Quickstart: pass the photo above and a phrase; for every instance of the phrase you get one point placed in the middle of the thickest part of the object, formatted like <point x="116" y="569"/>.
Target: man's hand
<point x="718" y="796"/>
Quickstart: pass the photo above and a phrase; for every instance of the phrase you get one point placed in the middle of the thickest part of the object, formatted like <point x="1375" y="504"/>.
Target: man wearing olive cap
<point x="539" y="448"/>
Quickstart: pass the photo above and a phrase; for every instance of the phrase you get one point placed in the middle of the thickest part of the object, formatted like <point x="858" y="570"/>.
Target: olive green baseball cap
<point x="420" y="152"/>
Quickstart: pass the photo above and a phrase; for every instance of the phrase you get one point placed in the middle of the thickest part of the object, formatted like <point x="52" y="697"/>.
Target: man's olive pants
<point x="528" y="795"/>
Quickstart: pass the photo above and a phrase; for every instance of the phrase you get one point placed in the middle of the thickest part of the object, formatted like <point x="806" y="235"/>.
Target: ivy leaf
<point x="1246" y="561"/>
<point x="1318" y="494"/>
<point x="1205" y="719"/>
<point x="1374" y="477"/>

━━━━

■ **THE EXERCISE**:
Find every line above that contains the word "pass", with case counting, and copy each of those lines in full.

■ **THE RESPONSE**:
Quickstart: pass the photo above and a phrase; for every instance of the phrase you get one point placed in the middle of the thickest part of the object, formatted like <point x="116" y="569"/>.
Quickstart: pass the photo above and a phrase; for every instance of the phrase you get one point placed in the middle of the thickest part of the object, formatted like <point x="1375" y="504"/>.
Quickstart: pass the photo above and a phrase; for every instance of the phrase you get one point placed in the middle of the thickest part of the object, formatted like <point x="858" y="570"/>.
Quickstart: pass the photo above and a phrase; for every instance of the phrase you get one point placed in the middle of the thickest part of the object, formatted like <point x="52" y="697"/>.
Quickstart: pass the photo above and a phrase; for every instance of the phrase you get one point placed in the middle of the thickest part of the object, formatted like <point x="806" y="235"/>.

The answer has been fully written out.